## Task set
A. Please retype the prime cubes puzzle, everything from "There are 26" down to "552 = 2070.".
B. List the primes that the prime cubes puzzle assigns to the middle pieces.

## Excerpt to read
## Begin
Enigmatic Code

Programming Enigma Puzzles

Enigma 967: Prime cubes

From New Scientist #2122, 21st February 1998 [link]

 

George has 27 small blocks which have been identified with 27 different prime numbers — each block has its number on each face. He has assembled the blocks into a 3×3×3 cube, as shown. On each of the three visible faces, the nine numbers total 320 — but this is not true of the three hidden faces.

George remembers that when he bought the blocks they were assembled into a similar 3×3×3 cube, but on that occasion they showed the same total on each of the six faces, this being the smallest possible total if each block has a different prime number.

What was the total on each face when George bought the blocks?

[enigma967]

One response to “Enigma 967: Prime cubes

  1. Jim Randell 27 March 2020 at 8:22 am

    We can see see the values of 19 of the 27 blocks (including the value 2, which must be hidden in the centre of the original arrangement), so we only need to find the values of the 8 “hidden” blocks.

    There are 26 visible primes in the original arrangement, and we know that the 2 block must be the non visible value. So the smallest possible set of visible primes are those in the range [3, 103], and this includes all the primes were are shown in the diagram.

    If we sum the values of each of the faces the grand total is 6× the face sum, but also 3×(corner pieces) + 2×(edge pieces) + 1×(middle pieces).

    We can minimise this value by choosing the 8 smallest primes for the corner pieces, the next 12 for the edge pieces and the remaining 6 for the middles:

    corners = (3, 5, 7, 11, 13, 17, 19, 23), sum = 98
    edges = (29, 31, 37, 41, 43, 47, 53, 59, 61, 67, 71, 73), sum = 612
    middles = (79, 83, 89, 97, 101, 103), sum = 552

    The grand total is then 3×98 + 2×612 + 552 = 2070.
## End
## Information shown
## Begin
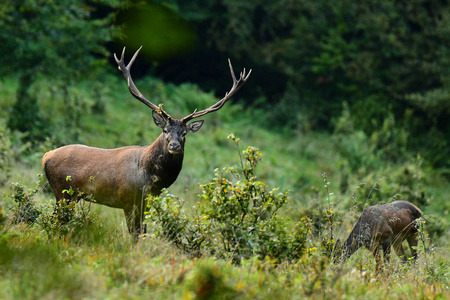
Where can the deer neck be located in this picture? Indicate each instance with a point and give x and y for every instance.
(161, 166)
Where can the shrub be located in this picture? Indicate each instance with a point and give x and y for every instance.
## End
## Begin
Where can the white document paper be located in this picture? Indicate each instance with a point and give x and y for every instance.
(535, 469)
## End
## Begin
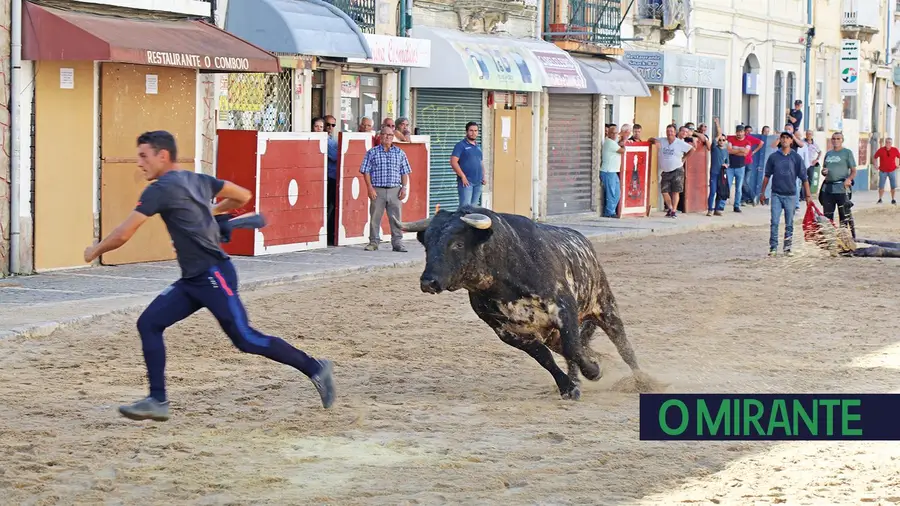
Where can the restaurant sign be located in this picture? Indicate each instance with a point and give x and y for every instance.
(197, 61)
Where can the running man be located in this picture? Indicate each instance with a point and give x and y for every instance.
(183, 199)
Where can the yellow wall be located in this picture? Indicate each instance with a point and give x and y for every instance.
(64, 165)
## End
## Answers in order
A.
There are 26 visible primes in the original arrangement, and we know that the 2 block must be the non visible value. So the smallest possible set of visible primes are those in the range [3, 103], and this includes all the primes were are shown in the diagram.

    If we sum the values of each of the faces the grand total is 6× the face sum, but also 3×(corner pieces) + 2×(edge pieces) + 1×(middle pieces).

    We can minimise this value by choosing the 8 smallest primes for the corner pieces, the next 12 for the edge pieces and the remaining 6 for the middles:

    corners = (3, 5, 7, 11, 13, 17, 19, 23), sum = 98
    edges = (29, 31, 37, 41, 43, 47, 53, 59, 61, 67, 71, 73), sum = 612
    middles = (79, 83, 89, 97, 101, 103), sum = 552

    The grand total is then 3×98 + 2×612 + 552 = 2070.

B. 79, 83, 89, 97, 101, 103